* GIVEN EXERCISE:
Which lines in the material below contain the string "bark"? Find them and copy each one in full, treating uppercase and lowercase as different.

[Point annotation dataset records]
= = = =

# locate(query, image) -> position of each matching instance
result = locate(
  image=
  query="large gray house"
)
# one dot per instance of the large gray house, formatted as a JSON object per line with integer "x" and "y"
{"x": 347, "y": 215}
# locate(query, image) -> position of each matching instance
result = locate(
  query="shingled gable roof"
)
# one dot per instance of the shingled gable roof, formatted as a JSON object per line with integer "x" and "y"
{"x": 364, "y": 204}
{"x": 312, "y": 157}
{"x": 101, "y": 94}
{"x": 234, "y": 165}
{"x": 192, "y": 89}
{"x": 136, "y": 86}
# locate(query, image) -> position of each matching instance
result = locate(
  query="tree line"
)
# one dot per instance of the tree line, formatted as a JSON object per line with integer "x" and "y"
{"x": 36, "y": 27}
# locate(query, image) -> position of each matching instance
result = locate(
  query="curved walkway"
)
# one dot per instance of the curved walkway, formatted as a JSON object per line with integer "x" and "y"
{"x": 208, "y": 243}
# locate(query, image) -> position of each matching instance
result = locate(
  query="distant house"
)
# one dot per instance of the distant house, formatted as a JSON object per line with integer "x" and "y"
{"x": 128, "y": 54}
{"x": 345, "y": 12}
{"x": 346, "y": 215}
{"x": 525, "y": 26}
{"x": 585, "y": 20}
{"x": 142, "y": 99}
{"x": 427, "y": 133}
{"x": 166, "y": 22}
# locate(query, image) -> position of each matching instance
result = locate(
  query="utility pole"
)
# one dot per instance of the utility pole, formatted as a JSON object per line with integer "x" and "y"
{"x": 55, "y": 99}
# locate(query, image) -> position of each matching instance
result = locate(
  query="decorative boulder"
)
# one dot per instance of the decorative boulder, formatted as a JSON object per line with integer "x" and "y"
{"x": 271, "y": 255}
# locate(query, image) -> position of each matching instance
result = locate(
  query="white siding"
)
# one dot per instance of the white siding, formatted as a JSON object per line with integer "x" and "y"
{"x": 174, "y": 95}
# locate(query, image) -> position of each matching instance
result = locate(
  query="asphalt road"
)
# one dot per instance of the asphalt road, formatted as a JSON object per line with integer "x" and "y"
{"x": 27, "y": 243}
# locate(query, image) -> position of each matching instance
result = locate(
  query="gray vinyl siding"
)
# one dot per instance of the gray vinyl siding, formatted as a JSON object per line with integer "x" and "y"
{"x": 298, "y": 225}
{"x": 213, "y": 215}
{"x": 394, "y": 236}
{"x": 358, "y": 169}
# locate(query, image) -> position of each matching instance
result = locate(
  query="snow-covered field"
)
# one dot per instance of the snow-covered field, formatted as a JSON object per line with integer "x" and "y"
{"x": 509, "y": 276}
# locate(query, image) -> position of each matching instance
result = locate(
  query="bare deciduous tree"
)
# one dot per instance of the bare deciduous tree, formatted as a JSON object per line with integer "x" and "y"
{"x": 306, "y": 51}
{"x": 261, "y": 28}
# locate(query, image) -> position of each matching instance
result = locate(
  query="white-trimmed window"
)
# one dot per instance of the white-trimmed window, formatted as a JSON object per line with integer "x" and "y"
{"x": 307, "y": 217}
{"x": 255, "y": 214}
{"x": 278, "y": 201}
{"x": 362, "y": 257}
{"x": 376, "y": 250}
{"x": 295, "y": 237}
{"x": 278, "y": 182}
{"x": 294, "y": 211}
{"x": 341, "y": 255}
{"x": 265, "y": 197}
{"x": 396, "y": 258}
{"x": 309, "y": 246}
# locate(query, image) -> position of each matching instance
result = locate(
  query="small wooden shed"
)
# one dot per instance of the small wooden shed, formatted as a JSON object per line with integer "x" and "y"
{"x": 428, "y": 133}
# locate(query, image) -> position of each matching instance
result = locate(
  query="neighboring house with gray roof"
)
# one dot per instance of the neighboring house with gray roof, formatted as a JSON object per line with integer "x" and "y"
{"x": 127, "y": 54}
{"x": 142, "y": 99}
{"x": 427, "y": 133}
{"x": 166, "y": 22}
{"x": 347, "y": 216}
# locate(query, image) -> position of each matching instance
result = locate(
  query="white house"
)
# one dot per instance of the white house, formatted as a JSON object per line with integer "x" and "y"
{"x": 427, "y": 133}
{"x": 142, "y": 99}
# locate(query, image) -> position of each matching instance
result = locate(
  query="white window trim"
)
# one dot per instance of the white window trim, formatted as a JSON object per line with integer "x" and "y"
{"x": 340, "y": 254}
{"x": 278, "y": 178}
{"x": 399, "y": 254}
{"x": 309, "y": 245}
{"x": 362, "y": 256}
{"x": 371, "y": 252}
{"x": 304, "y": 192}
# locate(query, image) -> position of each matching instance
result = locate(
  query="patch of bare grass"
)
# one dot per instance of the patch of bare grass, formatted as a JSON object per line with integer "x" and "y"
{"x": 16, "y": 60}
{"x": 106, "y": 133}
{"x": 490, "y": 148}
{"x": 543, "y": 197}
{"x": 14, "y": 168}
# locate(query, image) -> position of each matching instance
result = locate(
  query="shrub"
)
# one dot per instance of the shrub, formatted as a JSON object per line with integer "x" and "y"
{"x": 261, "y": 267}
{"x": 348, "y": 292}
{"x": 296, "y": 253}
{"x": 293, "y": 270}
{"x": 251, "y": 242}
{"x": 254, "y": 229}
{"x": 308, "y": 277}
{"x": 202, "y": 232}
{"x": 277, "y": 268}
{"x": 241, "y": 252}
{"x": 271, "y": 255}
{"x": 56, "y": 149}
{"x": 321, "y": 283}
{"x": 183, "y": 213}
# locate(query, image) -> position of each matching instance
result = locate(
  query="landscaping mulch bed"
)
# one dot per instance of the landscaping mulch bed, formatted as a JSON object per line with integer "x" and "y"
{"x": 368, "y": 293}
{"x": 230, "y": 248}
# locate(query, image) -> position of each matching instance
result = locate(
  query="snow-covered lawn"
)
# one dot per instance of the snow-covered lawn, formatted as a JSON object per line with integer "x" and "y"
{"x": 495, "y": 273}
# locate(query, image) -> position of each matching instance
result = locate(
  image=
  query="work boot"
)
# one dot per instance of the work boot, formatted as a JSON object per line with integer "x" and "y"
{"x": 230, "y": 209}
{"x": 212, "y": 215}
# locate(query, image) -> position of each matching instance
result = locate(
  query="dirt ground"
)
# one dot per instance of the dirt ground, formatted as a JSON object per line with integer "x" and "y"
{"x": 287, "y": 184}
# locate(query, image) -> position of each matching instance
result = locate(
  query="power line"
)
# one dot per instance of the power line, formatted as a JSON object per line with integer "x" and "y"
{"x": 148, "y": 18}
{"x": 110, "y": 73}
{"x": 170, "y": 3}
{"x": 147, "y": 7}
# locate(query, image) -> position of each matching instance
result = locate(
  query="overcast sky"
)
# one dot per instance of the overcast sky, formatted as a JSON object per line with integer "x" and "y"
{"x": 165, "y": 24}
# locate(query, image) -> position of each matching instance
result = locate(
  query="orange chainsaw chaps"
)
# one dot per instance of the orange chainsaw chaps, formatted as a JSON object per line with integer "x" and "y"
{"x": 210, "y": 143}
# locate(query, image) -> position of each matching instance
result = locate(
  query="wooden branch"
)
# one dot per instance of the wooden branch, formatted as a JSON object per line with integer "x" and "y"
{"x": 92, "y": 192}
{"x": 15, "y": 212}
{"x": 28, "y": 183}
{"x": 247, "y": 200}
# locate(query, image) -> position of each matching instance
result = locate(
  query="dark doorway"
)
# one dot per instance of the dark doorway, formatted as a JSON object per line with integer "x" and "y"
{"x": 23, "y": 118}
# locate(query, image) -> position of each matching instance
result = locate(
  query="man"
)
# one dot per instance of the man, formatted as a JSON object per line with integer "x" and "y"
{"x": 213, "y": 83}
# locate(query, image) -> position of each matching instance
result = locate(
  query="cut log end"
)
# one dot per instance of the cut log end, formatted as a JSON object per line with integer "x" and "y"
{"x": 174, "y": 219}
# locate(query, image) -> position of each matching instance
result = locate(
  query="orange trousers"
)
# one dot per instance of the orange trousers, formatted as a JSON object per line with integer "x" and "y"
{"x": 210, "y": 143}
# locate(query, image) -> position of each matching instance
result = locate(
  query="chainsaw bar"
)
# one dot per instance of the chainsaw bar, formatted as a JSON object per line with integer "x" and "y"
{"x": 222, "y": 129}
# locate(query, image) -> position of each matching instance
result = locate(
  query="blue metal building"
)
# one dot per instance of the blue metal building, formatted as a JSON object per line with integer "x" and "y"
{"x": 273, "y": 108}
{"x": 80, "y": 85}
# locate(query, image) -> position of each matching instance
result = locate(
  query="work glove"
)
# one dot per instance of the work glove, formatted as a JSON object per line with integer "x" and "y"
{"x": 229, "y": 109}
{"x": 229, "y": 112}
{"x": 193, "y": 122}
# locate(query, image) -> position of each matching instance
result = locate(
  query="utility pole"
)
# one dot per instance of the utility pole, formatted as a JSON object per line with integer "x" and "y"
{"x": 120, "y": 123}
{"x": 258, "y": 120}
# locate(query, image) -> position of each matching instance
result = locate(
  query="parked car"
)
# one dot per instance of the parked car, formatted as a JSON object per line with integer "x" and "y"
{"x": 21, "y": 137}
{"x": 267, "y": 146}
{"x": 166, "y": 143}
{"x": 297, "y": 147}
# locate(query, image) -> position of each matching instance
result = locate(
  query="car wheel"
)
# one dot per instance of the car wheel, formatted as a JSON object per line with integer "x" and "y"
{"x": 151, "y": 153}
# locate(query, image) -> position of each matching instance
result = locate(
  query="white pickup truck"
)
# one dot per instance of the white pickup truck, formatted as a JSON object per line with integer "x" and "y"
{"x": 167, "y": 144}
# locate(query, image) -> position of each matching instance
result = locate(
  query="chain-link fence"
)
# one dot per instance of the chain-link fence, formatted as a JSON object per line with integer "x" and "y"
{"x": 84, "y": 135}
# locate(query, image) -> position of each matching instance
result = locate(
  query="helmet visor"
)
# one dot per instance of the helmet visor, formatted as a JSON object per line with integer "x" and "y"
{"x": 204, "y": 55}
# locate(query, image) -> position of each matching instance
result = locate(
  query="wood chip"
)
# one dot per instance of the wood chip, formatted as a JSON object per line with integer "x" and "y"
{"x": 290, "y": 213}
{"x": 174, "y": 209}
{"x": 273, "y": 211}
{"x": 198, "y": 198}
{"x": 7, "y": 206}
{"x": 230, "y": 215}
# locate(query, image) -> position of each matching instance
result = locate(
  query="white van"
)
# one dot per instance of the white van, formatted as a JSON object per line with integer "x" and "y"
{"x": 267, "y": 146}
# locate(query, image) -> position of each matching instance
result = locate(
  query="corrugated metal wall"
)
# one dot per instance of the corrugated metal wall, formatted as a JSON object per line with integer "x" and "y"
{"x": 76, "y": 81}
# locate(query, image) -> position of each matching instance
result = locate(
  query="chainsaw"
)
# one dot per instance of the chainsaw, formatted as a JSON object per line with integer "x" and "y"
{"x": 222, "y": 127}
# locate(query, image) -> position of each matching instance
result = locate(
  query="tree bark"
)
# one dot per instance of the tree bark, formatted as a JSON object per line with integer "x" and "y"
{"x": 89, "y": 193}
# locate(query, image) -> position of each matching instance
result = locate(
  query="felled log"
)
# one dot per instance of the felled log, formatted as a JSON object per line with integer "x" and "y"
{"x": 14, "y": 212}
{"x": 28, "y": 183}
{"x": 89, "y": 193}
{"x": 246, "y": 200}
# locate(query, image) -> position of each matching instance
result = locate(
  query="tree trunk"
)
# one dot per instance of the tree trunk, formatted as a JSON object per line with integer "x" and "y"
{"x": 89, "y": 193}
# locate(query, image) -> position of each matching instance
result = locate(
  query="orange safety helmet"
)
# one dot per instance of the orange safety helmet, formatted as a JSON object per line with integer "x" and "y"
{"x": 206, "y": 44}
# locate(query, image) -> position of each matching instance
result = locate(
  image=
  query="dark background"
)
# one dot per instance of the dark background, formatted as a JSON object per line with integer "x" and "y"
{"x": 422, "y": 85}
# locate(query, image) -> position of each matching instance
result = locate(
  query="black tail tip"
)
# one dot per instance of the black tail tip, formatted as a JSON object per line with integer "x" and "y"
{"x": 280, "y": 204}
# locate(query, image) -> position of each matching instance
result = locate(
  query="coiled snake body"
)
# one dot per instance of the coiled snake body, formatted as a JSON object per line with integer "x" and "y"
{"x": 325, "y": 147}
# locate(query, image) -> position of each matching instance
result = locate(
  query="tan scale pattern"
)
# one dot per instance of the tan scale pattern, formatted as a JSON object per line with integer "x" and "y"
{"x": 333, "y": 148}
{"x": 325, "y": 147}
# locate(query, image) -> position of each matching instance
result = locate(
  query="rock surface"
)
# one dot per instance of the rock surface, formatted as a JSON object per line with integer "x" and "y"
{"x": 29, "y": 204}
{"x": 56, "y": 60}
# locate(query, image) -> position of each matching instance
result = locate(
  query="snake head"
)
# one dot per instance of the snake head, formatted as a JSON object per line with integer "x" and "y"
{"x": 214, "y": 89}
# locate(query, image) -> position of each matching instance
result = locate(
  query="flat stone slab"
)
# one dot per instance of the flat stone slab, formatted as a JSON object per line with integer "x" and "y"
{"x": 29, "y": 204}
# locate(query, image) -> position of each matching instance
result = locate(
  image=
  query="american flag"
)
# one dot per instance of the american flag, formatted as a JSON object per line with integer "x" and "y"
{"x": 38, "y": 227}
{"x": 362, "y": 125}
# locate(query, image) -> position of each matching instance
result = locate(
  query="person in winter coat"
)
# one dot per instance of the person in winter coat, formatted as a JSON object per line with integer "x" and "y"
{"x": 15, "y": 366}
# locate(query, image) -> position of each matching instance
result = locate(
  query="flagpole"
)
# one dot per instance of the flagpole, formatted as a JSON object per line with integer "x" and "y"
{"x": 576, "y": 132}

= = = =

* RESPONSE TO THIS EXERCISE:
  query="tree bark"
# one dot per instance of the tree bark, formatted as a JSON object per line with integer "x" and "y"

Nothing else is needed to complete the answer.